(Rows from a segmentation dataset)
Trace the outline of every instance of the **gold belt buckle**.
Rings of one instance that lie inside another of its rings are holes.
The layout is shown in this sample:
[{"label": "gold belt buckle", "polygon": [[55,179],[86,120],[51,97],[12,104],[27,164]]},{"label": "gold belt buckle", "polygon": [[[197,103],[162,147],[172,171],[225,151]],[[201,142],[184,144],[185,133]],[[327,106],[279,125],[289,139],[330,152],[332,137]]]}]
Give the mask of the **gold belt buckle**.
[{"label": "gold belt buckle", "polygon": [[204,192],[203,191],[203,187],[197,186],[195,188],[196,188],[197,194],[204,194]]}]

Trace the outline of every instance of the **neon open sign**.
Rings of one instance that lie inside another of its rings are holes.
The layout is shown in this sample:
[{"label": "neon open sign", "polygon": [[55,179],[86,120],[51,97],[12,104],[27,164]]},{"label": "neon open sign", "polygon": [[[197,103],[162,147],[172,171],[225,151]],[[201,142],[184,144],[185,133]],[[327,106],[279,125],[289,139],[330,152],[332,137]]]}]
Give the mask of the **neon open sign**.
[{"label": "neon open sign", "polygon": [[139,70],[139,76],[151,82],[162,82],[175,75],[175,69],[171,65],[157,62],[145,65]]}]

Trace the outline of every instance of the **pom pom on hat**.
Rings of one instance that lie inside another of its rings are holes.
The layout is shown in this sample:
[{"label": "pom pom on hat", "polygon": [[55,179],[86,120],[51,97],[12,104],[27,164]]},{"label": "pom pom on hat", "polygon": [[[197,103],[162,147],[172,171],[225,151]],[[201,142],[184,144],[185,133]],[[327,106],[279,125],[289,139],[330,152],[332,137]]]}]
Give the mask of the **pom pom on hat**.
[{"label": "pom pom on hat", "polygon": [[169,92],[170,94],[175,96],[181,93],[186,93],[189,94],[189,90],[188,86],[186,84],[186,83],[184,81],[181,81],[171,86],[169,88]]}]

# Work to complete:
Lay out the lines of the listing as a numbered list, leaving out any blank lines, starting at the line containing "Trace the outline of every instance of the **neon" and ending at the end of the listing.

# Task response:
1. Trace the outline of every instance of the **neon open sign**.
2. Rings of one instance that lie inside another of its rings are holes.
3. The layout is shown in this sample:
4. [{"label": "neon open sign", "polygon": [[55,179],[86,120],[51,97],[12,104],[27,164]]},{"label": "neon open sign", "polygon": [[[197,103],[162,147],[172,171],[225,151]],[[201,142],[184,144],[185,133]],[[327,106],[279,125],[289,139],[330,152],[332,137]]]}]
5. Give the mask of the **neon open sign**.
6. [{"label": "neon open sign", "polygon": [[139,70],[139,76],[151,82],[162,82],[175,75],[175,69],[171,65],[157,62],[145,65]]}]
7. Trace the outline of every instance of the **pom pom on hat**.
8. Rings of one instance that lie inside another of its rings are holes.
9. The layout is shown in this sample:
10. [{"label": "pom pom on hat", "polygon": [[55,179],[86,120],[51,97],[12,104],[27,164]]},{"label": "pom pom on hat", "polygon": [[[197,103],[162,147],[172,171],[225,151]],[[201,142],[184,144],[185,133]],[[327,106],[279,125],[289,139],[330,152],[332,137]]]}]
11. Give the mask of the **pom pom on hat**.
12. [{"label": "pom pom on hat", "polygon": [[169,92],[170,94],[175,96],[181,93],[186,93],[189,94],[189,90],[188,86],[186,84],[186,83],[184,81],[181,81],[171,86],[169,88]]}]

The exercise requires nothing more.